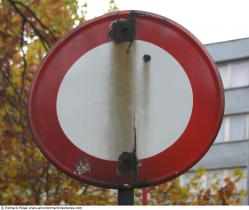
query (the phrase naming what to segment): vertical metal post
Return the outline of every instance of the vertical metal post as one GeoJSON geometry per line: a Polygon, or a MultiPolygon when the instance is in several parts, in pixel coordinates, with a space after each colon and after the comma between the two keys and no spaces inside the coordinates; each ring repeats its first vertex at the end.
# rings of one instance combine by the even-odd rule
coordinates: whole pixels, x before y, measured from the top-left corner
{"type": "Polygon", "coordinates": [[[134,189],[118,189],[118,205],[134,205],[134,189]]]}
{"type": "Polygon", "coordinates": [[[143,205],[148,205],[148,189],[147,188],[142,189],[142,203],[143,205]]]}

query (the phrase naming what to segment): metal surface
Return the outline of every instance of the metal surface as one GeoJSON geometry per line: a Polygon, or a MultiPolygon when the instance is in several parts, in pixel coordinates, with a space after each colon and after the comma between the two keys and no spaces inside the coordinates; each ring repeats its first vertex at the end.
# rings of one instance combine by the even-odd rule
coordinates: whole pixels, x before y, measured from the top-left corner
{"type": "Polygon", "coordinates": [[[223,110],[204,47],[173,21],[138,11],[94,19],[58,42],[29,101],[33,134],[51,162],[80,181],[119,189],[192,167],[213,143],[223,110]],[[131,17],[134,37],[115,42],[112,24],[131,17]]]}

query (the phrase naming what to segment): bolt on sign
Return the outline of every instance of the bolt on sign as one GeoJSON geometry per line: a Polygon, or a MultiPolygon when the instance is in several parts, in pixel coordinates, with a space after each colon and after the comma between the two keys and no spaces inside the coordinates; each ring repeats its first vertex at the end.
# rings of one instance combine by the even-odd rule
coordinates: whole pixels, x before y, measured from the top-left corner
{"type": "Polygon", "coordinates": [[[43,154],[82,182],[146,187],[191,168],[224,111],[217,69],[177,23],[141,11],[93,19],[51,49],[29,101],[43,154]]]}

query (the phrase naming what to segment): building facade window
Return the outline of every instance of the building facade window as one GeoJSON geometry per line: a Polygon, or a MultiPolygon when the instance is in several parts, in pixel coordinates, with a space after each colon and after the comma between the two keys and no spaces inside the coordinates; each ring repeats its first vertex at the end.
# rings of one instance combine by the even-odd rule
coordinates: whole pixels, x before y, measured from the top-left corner
{"type": "Polygon", "coordinates": [[[225,89],[249,86],[249,59],[218,64],[225,89]]]}
{"type": "MultiPolygon", "coordinates": [[[[247,182],[246,182],[246,177],[247,177],[247,170],[246,168],[239,168],[243,174],[244,178],[240,180],[240,182],[237,183],[236,187],[238,190],[242,189],[247,189],[247,182]]],[[[208,188],[210,187],[213,183],[215,183],[217,180],[220,180],[219,182],[219,187],[224,187],[225,182],[224,179],[226,177],[233,177],[233,168],[229,169],[215,169],[215,170],[207,170],[205,174],[203,174],[199,178],[199,185],[201,188],[208,188]]],[[[187,172],[183,175],[181,175],[180,178],[180,184],[181,186],[184,186],[188,184],[195,176],[195,172],[187,172]]],[[[193,189],[193,192],[195,190],[193,189]]]]}
{"type": "Polygon", "coordinates": [[[239,141],[249,138],[249,114],[230,115],[223,118],[215,143],[239,141]]]}

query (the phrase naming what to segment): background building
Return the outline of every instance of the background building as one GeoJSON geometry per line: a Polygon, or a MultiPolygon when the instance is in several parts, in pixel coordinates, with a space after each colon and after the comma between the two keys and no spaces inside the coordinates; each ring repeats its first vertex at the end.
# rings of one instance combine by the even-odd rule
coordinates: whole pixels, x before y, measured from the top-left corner
{"type": "MultiPolygon", "coordinates": [[[[225,114],[219,134],[209,152],[181,181],[199,167],[208,176],[227,176],[234,168],[246,178],[238,188],[249,189],[249,38],[206,45],[218,66],[225,89],[225,114]]],[[[212,179],[203,180],[208,185],[212,179]]],[[[247,199],[246,203],[248,203],[247,199]]]]}

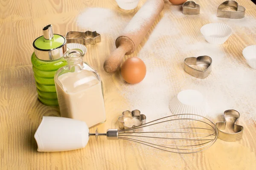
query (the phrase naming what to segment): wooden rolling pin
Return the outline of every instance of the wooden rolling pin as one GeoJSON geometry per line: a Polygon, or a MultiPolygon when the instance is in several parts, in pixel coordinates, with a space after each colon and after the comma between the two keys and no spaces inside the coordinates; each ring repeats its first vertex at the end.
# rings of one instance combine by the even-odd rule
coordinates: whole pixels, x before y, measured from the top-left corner
{"type": "Polygon", "coordinates": [[[106,72],[116,71],[125,55],[134,52],[163,8],[163,0],[148,0],[130,21],[122,35],[116,40],[116,49],[104,62],[106,72]]]}

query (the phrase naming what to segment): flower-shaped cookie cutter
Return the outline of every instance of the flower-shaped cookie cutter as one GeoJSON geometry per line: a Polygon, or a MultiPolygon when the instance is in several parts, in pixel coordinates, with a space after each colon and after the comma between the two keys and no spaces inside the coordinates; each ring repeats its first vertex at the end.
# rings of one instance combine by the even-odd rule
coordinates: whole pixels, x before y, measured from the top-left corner
{"type": "MultiPolygon", "coordinates": [[[[126,110],[124,111],[122,114],[122,116],[118,118],[119,128],[120,129],[134,128],[146,123],[146,116],[140,114],[140,111],[138,110],[134,110],[131,112],[126,110]]],[[[141,130],[140,129],[138,130],[141,130]]],[[[137,131],[136,130],[135,131],[137,131]]]]}
{"type": "Polygon", "coordinates": [[[101,41],[100,34],[96,31],[68,31],[66,34],[67,43],[78,43],[85,45],[94,45],[101,41]]]}

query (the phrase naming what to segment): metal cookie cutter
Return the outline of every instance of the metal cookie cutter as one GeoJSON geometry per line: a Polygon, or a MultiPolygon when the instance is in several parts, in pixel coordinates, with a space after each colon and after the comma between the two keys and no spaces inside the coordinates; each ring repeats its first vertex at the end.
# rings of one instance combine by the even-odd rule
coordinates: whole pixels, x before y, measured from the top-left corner
{"type": "Polygon", "coordinates": [[[238,3],[233,0],[224,2],[220,5],[217,10],[217,16],[222,18],[243,18],[244,17],[245,14],[245,8],[239,6],[238,3]],[[225,8],[227,8],[233,9],[236,11],[226,11],[227,9],[225,10],[225,8]]]}
{"type": "MultiPolygon", "coordinates": [[[[140,126],[146,122],[146,116],[141,114],[138,110],[135,110],[131,112],[126,110],[122,113],[122,116],[118,118],[119,128],[120,129],[126,129],[140,126]]],[[[141,128],[142,129],[142,128],[141,128]]],[[[141,131],[138,129],[133,130],[134,132],[141,131]]]]}
{"type": "Polygon", "coordinates": [[[234,142],[241,139],[243,136],[244,127],[237,125],[240,113],[234,110],[228,110],[224,112],[225,122],[216,123],[218,131],[218,137],[227,142],[234,142]],[[224,132],[221,130],[226,130],[224,132]]]}
{"type": "Polygon", "coordinates": [[[101,41],[100,34],[96,31],[68,31],[66,34],[67,43],[78,43],[84,45],[95,45],[101,41]]]}
{"type": "Polygon", "coordinates": [[[197,57],[186,58],[184,60],[184,70],[189,74],[199,79],[205,79],[212,71],[212,60],[207,56],[199,56],[197,57]],[[196,69],[189,65],[198,65],[206,64],[208,67],[203,71],[196,69]]]}
{"type": "Polygon", "coordinates": [[[200,6],[194,1],[187,1],[182,6],[183,14],[197,15],[200,13],[200,6]]]}

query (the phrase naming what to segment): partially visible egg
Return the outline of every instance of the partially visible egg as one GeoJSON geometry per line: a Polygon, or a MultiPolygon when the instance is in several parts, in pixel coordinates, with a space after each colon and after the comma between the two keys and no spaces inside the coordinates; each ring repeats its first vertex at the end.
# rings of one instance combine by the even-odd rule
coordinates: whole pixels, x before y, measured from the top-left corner
{"type": "Polygon", "coordinates": [[[173,5],[179,5],[183,4],[187,0],[169,0],[173,5]]]}
{"type": "Polygon", "coordinates": [[[127,59],[121,68],[121,74],[126,82],[136,84],[141,82],[146,75],[146,65],[138,57],[127,59]]]}

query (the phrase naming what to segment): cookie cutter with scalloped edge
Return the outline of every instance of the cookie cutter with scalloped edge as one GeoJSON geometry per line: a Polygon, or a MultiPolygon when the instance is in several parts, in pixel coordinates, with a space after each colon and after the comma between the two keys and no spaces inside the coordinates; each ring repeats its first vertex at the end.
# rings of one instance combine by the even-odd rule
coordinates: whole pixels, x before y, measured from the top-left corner
{"type": "Polygon", "coordinates": [[[217,16],[221,18],[232,19],[241,19],[244,17],[245,8],[238,5],[238,3],[234,0],[227,0],[218,7],[217,16]],[[229,7],[233,8],[236,11],[225,11],[224,9],[229,7]]]}
{"type": "Polygon", "coordinates": [[[85,45],[95,44],[101,41],[100,34],[96,31],[86,32],[68,31],[66,34],[67,43],[78,43],[85,45]]]}
{"type": "Polygon", "coordinates": [[[218,137],[225,141],[234,142],[243,137],[244,127],[237,125],[240,113],[235,110],[228,110],[224,112],[224,122],[216,123],[218,129],[218,137]],[[224,132],[224,130],[228,132],[224,132]]]}
{"type": "MultiPolygon", "coordinates": [[[[146,116],[142,114],[140,114],[140,111],[138,110],[134,110],[131,112],[130,110],[125,110],[122,113],[122,116],[120,116],[118,118],[118,122],[119,128],[120,129],[126,129],[130,128],[134,128],[136,127],[134,124],[131,126],[128,126],[125,125],[125,119],[126,118],[132,119],[134,118],[137,118],[140,122],[140,125],[142,125],[146,123],[146,116]]],[[[141,130],[142,128],[133,130],[134,131],[137,131],[138,130],[141,130]]]]}

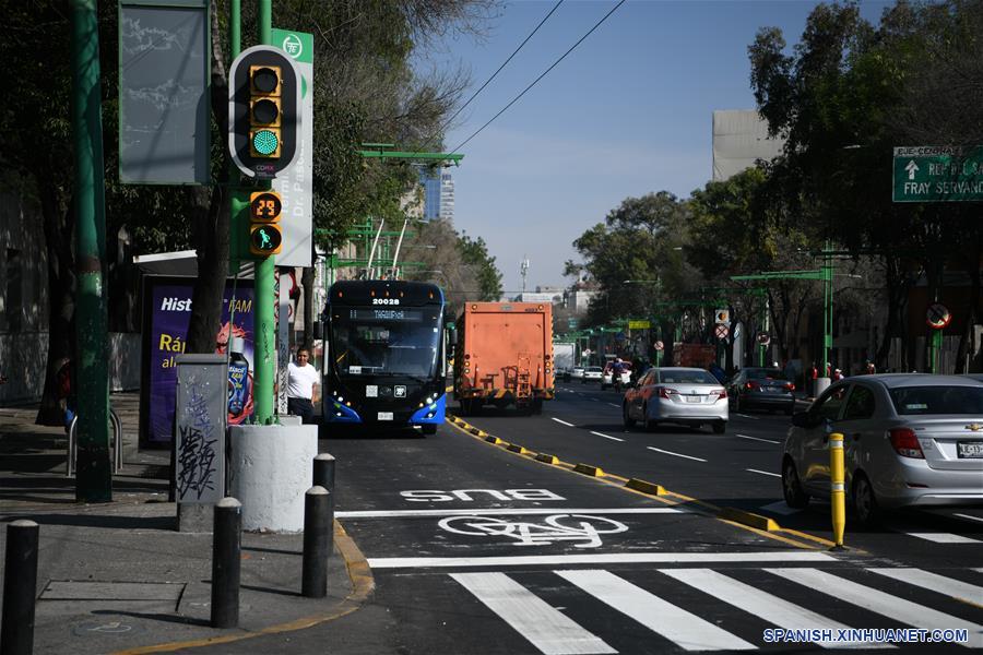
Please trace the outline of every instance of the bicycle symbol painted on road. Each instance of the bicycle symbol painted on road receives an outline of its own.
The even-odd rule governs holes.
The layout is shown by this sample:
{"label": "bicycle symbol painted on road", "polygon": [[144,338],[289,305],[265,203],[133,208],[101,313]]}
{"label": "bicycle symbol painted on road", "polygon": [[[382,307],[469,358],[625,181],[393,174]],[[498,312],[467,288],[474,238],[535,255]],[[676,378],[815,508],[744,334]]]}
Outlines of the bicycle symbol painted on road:
{"label": "bicycle symbol painted on road", "polygon": [[516,546],[546,546],[575,541],[575,548],[597,548],[601,535],[626,532],[628,526],[605,516],[554,514],[545,523],[509,521],[495,516],[449,516],[438,525],[451,533],[477,537],[508,537]]}

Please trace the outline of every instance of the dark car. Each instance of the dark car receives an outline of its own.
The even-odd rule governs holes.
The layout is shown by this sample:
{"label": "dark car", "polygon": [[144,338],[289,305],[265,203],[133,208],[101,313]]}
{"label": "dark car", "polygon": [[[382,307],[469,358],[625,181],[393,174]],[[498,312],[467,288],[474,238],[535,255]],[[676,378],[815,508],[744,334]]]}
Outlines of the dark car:
{"label": "dark car", "polygon": [[747,409],[767,409],[795,412],[795,385],[785,378],[781,369],[755,368],[741,369],[727,382],[727,398],[735,412]]}

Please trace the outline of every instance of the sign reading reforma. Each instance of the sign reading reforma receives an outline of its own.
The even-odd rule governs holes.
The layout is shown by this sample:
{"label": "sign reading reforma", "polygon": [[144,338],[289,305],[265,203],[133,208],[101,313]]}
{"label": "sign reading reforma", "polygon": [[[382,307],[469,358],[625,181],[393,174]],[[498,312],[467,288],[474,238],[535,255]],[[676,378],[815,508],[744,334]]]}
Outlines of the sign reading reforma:
{"label": "sign reading reforma", "polygon": [[893,202],[983,201],[983,146],[895,148]]}
{"label": "sign reading reforma", "polygon": [[273,29],[273,45],[286,52],[300,73],[299,152],[294,165],[273,180],[273,189],[283,200],[280,230],[283,247],[277,266],[311,266],[313,238],[313,35]]}

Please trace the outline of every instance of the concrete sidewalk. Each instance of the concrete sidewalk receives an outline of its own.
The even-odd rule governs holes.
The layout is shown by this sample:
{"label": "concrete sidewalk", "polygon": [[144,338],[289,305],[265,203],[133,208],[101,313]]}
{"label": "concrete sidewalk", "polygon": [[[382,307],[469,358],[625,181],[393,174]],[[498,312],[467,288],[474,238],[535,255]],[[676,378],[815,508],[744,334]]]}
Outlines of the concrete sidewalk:
{"label": "concrete sidewalk", "polygon": [[[167,451],[138,451],[138,394],[115,394],[123,468],[112,502],[76,503],[67,438],[34,425],[36,407],[0,408],[0,522],[40,525],[35,653],[185,651],[288,633],[358,608],[371,576],[335,524],[328,597],[300,596],[303,535],[242,535],[239,628],[210,627],[211,534],[176,532]],[[7,527],[0,525],[0,562]],[[0,600],[2,602],[2,600]],[[152,648],[152,650],[151,650]],[[288,651],[284,651],[288,652]]]}

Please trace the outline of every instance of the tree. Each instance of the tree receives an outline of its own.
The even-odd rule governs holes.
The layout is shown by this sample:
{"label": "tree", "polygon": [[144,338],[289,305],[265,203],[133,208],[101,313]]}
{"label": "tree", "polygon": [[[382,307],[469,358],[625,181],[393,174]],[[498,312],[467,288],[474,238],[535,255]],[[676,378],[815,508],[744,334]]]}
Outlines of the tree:
{"label": "tree", "polygon": [[[972,205],[895,204],[884,181],[895,145],[979,143],[971,116],[980,112],[972,98],[981,7],[900,2],[875,27],[856,3],[821,4],[792,55],[775,28],[759,31],[749,47],[759,110],[786,140],[769,176],[775,196],[819,239],[881,260],[890,311],[880,365],[890,338],[909,336],[903,299],[921,272],[931,293],[944,263],[960,262],[981,295]],[[939,106],[966,109],[940,120]],[[975,320],[980,309],[974,301],[966,313]]]}

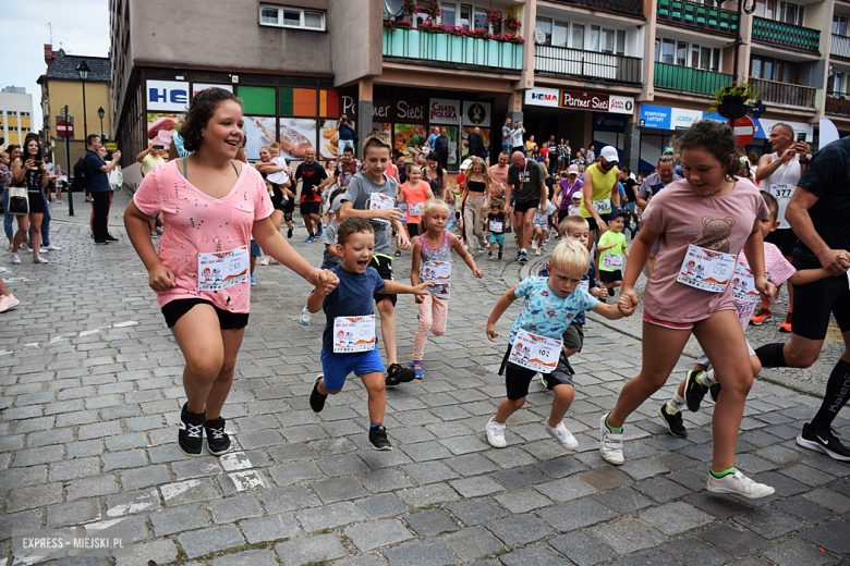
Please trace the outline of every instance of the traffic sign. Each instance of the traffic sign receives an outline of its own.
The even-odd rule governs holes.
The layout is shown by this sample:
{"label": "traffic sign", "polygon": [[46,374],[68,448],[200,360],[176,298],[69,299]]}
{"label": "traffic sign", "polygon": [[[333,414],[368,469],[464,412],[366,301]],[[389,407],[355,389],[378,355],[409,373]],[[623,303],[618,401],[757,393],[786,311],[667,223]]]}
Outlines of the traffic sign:
{"label": "traffic sign", "polygon": [[58,120],[56,123],[56,135],[59,137],[73,137],[74,123],[69,120]]}
{"label": "traffic sign", "polygon": [[745,146],[755,136],[755,124],[750,116],[739,118],[734,121],[734,135],[739,146]]}

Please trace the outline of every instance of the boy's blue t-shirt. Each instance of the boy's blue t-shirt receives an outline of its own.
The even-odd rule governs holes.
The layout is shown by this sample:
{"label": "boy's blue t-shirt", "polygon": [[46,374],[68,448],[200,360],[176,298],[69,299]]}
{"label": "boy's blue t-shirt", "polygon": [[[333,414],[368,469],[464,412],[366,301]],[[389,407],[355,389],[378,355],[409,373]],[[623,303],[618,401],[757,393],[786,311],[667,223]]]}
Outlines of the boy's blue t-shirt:
{"label": "boy's blue t-shirt", "polygon": [[583,288],[559,297],[549,288],[548,278],[529,278],[514,290],[517,298],[524,298],[522,312],[511,327],[511,344],[522,329],[538,336],[561,340],[563,331],[580,312],[596,307],[598,300]]}
{"label": "boy's blue t-shirt", "polygon": [[374,315],[373,294],[382,290],[386,283],[378,271],[366,268],[363,273],[348,271],[341,264],[330,270],[339,278],[339,285],[325,297],[321,309],[327,321],[321,334],[321,349],[333,352],[333,319],[337,317],[367,317]]}
{"label": "boy's blue t-shirt", "polygon": [[[548,278],[549,276],[549,270],[546,269],[546,266],[543,267],[539,273],[537,275],[542,278]],[[591,267],[587,269],[587,273],[584,274],[582,278],[582,281],[587,282],[587,290],[596,288],[599,286],[599,284],[596,282],[596,267],[593,264],[593,261],[591,261]],[[593,295],[591,295],[593,296]],[[595,306],[595,305],[594,305]],[[591,307],[593,308],[593,307]],[[573,324],[585,324],[587,322],[587,317],[584,316],[584,311],[579,312],[572,318]]]}

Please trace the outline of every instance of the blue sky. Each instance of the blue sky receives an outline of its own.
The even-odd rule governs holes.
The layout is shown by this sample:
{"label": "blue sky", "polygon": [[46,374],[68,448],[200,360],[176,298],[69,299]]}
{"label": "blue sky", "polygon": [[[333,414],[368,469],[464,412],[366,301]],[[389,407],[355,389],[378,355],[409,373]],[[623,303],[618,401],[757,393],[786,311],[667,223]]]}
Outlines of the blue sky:
{"label": "blue sky", "polygon": [[42,123],[39,100],[41,87],[36,83],[47,72],[44,44],[61,47],[69,54],[109,56],[108,0],[17,0],[3,2],[0,27],[0,86],[23,86],[33,95],[34,130]]}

+-------+

» **EXERCISE BRIEF**
Rewrite the rows starting with the line containing "Please trace the outline of every instance of the blue" and going on through the end of the rows, replacing "sample" with "example" and leaving everything else unchanged.

» **CORRECT RESULT**
Please trace the outline of every instance of the blue sky. Each instance of the blue sky receives an outline of its own.
The even-odd rule governs holes.
The layout is shown by this example:
{"label": "blue sky", "polygon": [[46,374],[68,448],[200,360],[176,298],[69,299]]}
{"label": "blue sky", "polygon": [[[333,414],[368,469],[464,412],[366,301]],[[389,407],[355,389],[378,355],[409,373]],[[623,303],[618,401],[757,393],[786,311],[667,223]]]}
Outlines of the blue sky:
{"label": "blue sky", "polygon": [[42,123],[39,100],[41,87],[36,83],[47,72],[44,44],[61,47],[69,54],[109,56],[108,0],[17,0],[3,2],[0,27],[0,86],[23,86],[33,95],[34,130]]}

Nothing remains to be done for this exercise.